• _Written instruction_
In the proof excerpt about security games, what property of Groth16 implies soundness in game G4?

──────── Text extract

This game is the same as the previous one except that it aborts if if \(\pi \) is accepted but \(\delta ' \ne k_{\delta ',\delta } \delta \).

G4::

This game is the same as the previous one, except that an abort occurs if \(\pi \) is accepted but to compute \(\pi \) the adversary uses any of the answers of the simulation oracle.

From G3 on, it is clear that the reduction can extract \(\zeta =DLOG_{\delta }\ \delta '\) from the adversary, from which it can transform the adversary’s output to a proof for \(\textsf{Groth16}\) as \([A]_1, [B]_2, [C(\zeta +m)]_1\). Additionally, since in G4 the adversary does not use any of the answers to the simulation oracle, soundness in that game is implied by the knowledge soundness of \(\textsf{Groth16}\).

We now proceed to bound the difference in the advantage in these games of any algebraic adversary \(\mathscr {A}\). Clearly, \(|\Pr [\text {G0}(\mathscr {A})=1]-Pr[\text {G1}(\mathscr {A})=1]|=|\Pr [\text {G1}(\mathscr {A})=1]-Pr[\text {G2}(\mathscr {A})=1]|=1/p\) since the output of the random oracle is a uniform value chosen independently of the constants extracted, and the adversary can only be lucky in guessing this value with probability 1/p.

────────────────
──────── Data lines

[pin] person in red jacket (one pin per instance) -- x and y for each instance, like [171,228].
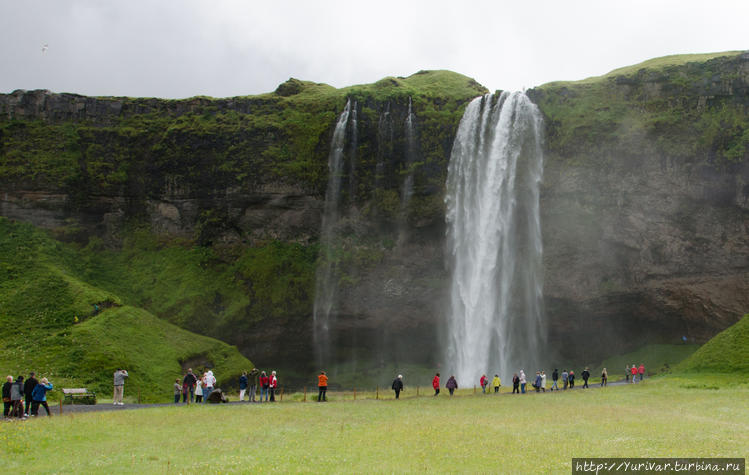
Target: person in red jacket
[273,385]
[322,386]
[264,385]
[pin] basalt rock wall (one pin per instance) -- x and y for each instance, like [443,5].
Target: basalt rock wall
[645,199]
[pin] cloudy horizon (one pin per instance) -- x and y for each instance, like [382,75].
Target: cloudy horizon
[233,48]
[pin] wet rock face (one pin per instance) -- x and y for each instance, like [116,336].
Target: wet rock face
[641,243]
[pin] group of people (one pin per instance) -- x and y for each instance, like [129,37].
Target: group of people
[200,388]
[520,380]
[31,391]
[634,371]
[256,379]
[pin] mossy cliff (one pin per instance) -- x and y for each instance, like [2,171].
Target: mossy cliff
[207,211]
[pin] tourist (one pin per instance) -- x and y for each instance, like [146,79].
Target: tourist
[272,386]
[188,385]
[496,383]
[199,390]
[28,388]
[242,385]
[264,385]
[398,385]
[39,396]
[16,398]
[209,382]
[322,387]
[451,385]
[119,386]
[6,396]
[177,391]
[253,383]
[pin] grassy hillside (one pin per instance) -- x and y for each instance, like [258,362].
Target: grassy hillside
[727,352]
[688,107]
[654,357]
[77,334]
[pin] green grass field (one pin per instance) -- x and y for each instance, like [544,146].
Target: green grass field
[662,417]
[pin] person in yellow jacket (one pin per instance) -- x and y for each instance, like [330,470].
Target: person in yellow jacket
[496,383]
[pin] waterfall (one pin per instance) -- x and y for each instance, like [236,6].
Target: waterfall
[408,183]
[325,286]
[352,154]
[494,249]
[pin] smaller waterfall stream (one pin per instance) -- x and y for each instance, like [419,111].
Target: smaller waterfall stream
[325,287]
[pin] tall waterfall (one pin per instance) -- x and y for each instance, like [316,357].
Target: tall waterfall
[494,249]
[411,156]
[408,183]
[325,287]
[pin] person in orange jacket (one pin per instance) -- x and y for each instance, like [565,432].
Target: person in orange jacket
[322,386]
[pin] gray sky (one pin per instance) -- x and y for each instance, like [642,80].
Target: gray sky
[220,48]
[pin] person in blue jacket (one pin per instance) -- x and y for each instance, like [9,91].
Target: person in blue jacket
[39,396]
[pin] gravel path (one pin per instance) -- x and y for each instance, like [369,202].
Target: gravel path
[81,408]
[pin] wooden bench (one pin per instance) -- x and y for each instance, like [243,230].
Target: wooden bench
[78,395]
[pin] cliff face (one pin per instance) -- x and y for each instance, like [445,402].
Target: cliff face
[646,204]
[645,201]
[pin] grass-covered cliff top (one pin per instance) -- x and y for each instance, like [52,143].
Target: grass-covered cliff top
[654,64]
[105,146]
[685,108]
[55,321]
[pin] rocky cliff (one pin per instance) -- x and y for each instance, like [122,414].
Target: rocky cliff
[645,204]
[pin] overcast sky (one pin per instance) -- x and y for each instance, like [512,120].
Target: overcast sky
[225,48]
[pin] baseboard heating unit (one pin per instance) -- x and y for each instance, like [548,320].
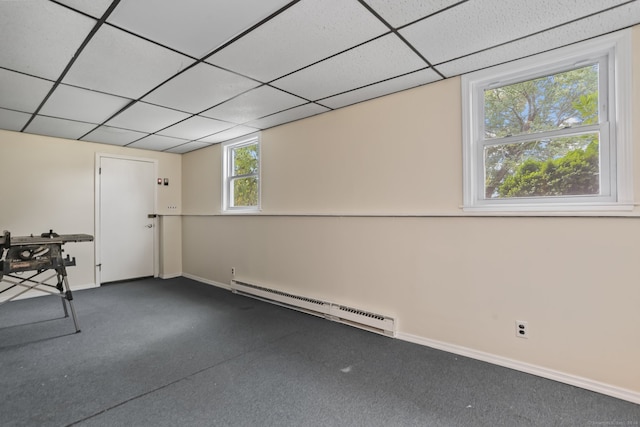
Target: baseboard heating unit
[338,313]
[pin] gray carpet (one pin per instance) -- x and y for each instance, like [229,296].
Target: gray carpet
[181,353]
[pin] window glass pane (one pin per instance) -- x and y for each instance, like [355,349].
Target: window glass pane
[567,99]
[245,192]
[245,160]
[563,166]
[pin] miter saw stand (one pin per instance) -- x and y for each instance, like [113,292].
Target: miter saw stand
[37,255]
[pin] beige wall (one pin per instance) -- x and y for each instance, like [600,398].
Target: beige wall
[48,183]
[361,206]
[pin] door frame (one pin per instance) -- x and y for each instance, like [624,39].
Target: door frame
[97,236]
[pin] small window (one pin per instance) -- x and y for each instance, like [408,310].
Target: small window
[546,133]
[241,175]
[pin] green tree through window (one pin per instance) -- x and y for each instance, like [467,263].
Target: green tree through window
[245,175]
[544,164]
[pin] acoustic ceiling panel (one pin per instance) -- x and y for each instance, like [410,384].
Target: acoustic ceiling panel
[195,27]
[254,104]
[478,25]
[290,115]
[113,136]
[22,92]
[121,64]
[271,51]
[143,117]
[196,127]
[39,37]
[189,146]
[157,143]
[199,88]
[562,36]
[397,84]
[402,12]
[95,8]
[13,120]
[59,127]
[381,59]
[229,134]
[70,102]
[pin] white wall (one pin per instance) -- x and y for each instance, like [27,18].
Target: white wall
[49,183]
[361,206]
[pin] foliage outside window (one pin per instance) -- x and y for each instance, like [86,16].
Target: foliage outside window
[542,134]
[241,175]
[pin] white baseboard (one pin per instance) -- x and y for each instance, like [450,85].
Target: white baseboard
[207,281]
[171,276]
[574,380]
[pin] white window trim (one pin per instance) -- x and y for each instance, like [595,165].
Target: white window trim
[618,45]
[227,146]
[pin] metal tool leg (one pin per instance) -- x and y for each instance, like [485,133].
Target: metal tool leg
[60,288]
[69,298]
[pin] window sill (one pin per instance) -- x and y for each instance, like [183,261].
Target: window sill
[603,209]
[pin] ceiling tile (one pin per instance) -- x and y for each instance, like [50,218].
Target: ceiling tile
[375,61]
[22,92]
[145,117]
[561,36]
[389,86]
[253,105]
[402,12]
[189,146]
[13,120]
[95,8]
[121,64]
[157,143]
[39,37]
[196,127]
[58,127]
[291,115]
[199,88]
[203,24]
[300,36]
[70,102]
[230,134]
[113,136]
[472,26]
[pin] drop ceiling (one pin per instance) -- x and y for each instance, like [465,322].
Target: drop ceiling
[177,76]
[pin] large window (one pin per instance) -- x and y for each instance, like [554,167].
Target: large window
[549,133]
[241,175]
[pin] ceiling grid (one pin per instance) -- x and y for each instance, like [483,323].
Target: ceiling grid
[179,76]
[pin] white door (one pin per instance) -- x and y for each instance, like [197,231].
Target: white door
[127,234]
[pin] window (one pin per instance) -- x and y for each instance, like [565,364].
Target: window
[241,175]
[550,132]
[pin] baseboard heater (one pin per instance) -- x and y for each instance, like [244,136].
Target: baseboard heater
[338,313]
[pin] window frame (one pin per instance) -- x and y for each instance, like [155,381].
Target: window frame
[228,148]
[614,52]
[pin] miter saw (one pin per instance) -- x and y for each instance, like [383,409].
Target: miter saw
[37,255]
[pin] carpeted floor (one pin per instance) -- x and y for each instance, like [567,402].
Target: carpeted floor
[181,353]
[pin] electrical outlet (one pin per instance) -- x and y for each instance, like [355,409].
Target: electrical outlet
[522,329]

────────────────
──────── Data lines

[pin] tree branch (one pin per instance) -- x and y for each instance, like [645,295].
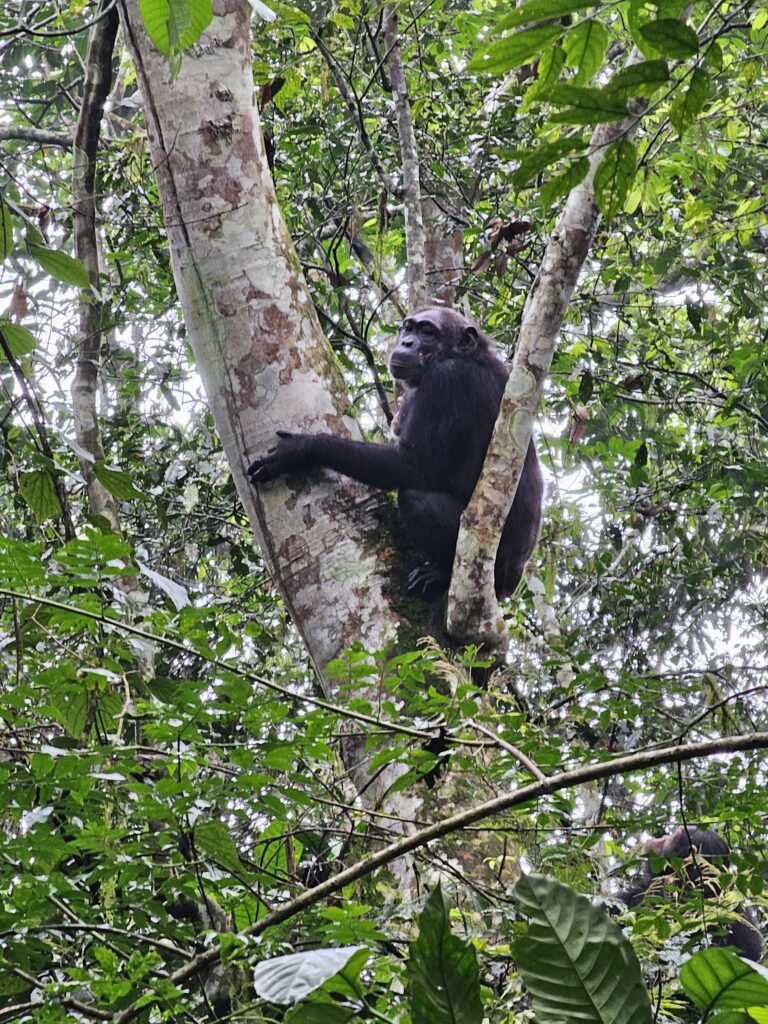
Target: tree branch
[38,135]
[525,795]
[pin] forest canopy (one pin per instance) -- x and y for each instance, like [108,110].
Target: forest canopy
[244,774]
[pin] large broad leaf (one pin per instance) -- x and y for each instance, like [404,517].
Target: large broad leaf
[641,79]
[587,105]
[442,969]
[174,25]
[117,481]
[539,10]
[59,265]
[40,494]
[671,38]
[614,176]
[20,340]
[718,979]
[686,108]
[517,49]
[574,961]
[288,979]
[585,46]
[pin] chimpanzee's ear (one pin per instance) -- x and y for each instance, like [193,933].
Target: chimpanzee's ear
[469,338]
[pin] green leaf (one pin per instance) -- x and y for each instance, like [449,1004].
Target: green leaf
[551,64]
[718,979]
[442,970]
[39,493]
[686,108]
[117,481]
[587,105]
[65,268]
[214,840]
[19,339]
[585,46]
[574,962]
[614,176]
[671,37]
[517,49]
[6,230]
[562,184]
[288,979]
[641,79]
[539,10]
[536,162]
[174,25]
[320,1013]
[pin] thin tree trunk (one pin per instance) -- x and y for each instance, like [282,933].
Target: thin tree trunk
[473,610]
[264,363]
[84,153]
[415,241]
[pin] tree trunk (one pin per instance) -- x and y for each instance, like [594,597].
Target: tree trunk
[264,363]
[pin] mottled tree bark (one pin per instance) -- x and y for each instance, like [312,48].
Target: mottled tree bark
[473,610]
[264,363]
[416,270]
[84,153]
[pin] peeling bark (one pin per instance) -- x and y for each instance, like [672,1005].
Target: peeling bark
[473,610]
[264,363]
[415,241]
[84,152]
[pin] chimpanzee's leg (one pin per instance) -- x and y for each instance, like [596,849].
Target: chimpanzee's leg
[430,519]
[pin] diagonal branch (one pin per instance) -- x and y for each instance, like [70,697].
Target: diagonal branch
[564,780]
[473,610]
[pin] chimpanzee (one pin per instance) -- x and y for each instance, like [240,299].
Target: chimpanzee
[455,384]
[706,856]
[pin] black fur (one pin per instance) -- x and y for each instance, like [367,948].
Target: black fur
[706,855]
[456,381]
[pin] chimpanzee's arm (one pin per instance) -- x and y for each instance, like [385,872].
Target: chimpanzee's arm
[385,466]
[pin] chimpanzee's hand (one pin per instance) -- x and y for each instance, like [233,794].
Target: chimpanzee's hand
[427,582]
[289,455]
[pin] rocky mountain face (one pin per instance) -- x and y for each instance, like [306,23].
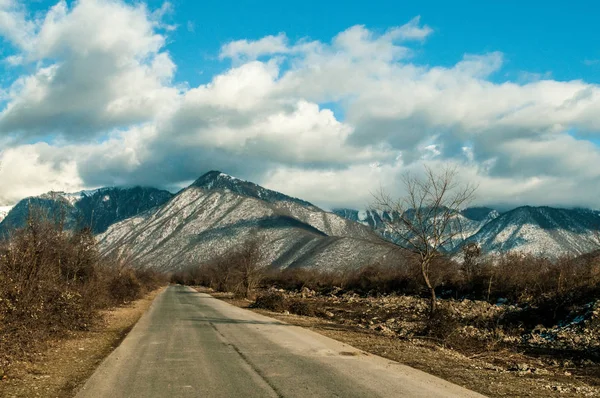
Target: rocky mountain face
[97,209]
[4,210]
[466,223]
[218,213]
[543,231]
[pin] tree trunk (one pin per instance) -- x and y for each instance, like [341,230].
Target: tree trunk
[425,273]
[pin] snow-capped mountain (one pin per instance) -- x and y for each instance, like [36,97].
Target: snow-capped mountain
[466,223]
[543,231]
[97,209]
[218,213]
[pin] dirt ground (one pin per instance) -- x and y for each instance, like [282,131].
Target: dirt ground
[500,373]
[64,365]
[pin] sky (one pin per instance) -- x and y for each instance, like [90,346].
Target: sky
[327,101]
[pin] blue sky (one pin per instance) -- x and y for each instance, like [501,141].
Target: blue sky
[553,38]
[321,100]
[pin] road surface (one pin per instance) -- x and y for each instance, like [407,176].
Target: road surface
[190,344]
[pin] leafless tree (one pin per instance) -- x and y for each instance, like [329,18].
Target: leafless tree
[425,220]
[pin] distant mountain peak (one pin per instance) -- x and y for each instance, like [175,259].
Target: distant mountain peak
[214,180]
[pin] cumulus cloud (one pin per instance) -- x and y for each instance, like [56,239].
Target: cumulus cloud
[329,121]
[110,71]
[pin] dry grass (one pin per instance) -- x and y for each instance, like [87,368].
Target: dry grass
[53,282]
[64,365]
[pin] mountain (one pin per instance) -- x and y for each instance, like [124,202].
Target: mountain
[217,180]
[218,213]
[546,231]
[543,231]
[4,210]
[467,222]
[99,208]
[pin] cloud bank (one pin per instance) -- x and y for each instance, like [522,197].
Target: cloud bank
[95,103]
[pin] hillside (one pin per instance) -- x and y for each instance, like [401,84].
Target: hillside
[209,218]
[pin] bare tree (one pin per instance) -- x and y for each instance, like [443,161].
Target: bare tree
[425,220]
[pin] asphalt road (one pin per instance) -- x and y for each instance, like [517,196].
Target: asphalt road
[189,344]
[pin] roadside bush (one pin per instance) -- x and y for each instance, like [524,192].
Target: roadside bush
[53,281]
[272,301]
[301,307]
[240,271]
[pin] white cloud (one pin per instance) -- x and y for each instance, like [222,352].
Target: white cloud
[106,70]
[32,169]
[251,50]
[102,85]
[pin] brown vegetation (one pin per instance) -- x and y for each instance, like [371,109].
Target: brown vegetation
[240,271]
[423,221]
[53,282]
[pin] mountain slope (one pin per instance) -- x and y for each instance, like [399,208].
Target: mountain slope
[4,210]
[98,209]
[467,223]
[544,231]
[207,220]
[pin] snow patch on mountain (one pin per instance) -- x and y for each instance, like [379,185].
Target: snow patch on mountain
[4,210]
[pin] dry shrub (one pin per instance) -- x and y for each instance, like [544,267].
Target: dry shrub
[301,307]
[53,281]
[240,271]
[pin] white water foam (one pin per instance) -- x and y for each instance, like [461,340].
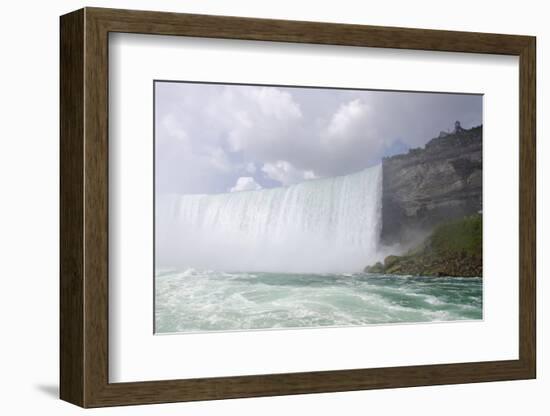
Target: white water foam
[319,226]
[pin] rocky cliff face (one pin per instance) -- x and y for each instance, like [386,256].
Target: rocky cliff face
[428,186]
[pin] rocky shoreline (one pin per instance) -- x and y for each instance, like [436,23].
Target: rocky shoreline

────────────────

• _Reply to the exercise_
The knowledge soundness of Groth16 implies soundness in G4.